[Source start]

Counts of rhythm n-grams (3- to 6-grams). We count possible patterns of consecutive note lengths of length n, notated as multiples of the shortest note length in a given pattern. The n-grams consist of three, four, five, or six consecutive notes. They are normalized by the total number of n-grams in the tune (e.g., for rhythm 3-grams, it is the number of notes in the melody minus two). Notation: r, followed by multiples of the shortest note (example: r221123 stands for “quarter–quarter–eighth–eighth–quarter–dotted quarter note”, in an example where an eighth note constitutes the shortest note).

All these features are calculated using the R package MelodyFeatures, which has an example script provided.³ The rationale behind those features is that small melody parts are units that people are familiar with; they draw from that experience when composing a new melody. Implicitly, these features contain information about time signature and mode. Regarding features that refer to a tonic, MelodyFeatures allows the determination of the tonic note (i) from the key given in the file, (ii) from the last note in the melody, (iii) manually. All our melodies were checked, although for Alpine yodeling the convention is that the last note is the tonic note.

We then trained a random forest classifier (Breiman, 2001) to predict the origin of the tunes, with a methodology introduced in Metzig et al. (2020). The random forest classifier attributes a value of importance to every feature used to obtain a classification result. We chose the random forest classifier because it is an ensemble method with low bias and because we use the feature importances (i.e., the relevance a given feature had for finding the classification result) for the musical interpretation. These importances are a natural by-product of only the random forest classifier. Other classifiers were used for comparison in Metzig et al. (2020) but showed no significant improvement. The classification was made for each pair of regions. To reduce noise, we used a statistical filter (minimum redundancy and maximum relevance, Peng et al., 2005) to reduce the number of features from about 2,700 nonzero features to 400. We then selected the 150 features with the highest importance, on which we trained the classifier again. This feature selection reduces noise and produces much better prediction accuracies. Thereby, 10% of the data were kept back as a test set, and the feature selection was performed on the remaining 90%.

[Source end]

## Task instructions
1. According to the passage on melody classification, what share of the data was held back as a test set?
2. Reproduce the passage on melody classification word for word from "All these features" to "the tonic note.".

[Listed records start]

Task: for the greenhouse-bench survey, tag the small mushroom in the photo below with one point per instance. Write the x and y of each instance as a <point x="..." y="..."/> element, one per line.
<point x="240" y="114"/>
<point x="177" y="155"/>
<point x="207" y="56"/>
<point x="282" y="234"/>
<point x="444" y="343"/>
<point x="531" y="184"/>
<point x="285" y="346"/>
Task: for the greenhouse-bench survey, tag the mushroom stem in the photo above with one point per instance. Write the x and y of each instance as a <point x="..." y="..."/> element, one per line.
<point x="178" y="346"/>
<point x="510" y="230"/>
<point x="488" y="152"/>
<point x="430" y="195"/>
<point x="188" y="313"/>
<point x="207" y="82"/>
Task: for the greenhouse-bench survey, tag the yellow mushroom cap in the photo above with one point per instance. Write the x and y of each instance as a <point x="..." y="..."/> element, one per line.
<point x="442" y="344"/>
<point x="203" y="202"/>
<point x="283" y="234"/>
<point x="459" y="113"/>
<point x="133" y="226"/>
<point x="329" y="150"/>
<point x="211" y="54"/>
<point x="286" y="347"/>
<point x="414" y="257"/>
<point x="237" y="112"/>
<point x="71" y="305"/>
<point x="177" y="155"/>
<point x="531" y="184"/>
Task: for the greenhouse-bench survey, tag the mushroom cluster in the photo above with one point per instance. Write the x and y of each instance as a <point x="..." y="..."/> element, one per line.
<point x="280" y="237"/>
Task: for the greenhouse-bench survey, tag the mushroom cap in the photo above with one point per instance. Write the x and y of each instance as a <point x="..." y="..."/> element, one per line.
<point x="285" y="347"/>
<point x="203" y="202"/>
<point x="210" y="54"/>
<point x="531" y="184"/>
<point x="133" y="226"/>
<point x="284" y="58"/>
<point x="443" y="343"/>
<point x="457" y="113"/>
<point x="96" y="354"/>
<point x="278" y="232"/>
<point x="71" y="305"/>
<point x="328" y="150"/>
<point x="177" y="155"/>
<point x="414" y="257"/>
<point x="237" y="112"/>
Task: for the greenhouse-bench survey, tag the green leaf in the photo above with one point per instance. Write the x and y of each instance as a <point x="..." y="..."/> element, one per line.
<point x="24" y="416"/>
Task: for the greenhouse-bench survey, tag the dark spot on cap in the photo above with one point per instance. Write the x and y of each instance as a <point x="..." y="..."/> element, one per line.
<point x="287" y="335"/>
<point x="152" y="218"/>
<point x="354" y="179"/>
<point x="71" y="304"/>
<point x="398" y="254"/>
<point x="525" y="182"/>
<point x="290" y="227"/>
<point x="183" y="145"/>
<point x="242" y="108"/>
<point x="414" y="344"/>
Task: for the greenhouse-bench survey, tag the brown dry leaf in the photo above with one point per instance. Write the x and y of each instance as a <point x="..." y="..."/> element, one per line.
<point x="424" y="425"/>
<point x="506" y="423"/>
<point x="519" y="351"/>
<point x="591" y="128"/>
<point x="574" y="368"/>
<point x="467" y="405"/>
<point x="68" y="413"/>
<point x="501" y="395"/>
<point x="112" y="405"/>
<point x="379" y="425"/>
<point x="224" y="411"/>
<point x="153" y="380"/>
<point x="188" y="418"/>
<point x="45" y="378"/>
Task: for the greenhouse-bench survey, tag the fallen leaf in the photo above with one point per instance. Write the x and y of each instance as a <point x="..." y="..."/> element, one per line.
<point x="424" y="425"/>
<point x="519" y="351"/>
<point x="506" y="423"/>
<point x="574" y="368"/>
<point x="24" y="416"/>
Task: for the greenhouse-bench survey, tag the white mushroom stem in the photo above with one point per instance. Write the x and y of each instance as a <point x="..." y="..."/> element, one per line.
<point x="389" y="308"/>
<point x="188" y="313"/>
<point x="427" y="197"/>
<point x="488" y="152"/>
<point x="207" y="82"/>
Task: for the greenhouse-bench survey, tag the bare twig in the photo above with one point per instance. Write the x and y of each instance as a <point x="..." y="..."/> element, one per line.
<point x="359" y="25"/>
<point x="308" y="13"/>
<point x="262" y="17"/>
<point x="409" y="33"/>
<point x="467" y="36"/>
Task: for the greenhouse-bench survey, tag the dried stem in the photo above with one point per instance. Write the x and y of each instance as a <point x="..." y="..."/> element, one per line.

[Listed records end]

## Expected answers
1. 10% of the data.

2.
All these features are calculated using the R package MelodyFeatures, which has an example script provided.³ The rationale behind those features is that small melody parts are units that people are familiar with; they draw from that experience when composing a new melody. Implicitly, these features contain information about time signature and mode. Regarding features that refer to a tonic, MelodyFeatures allows the determination of the tonic note (i) from the key given in the file, (ii) from the last note in the melody, (iii) manually. All our melodies were checked, although for Alpine yodeling the convention is that the last note is the tonic note.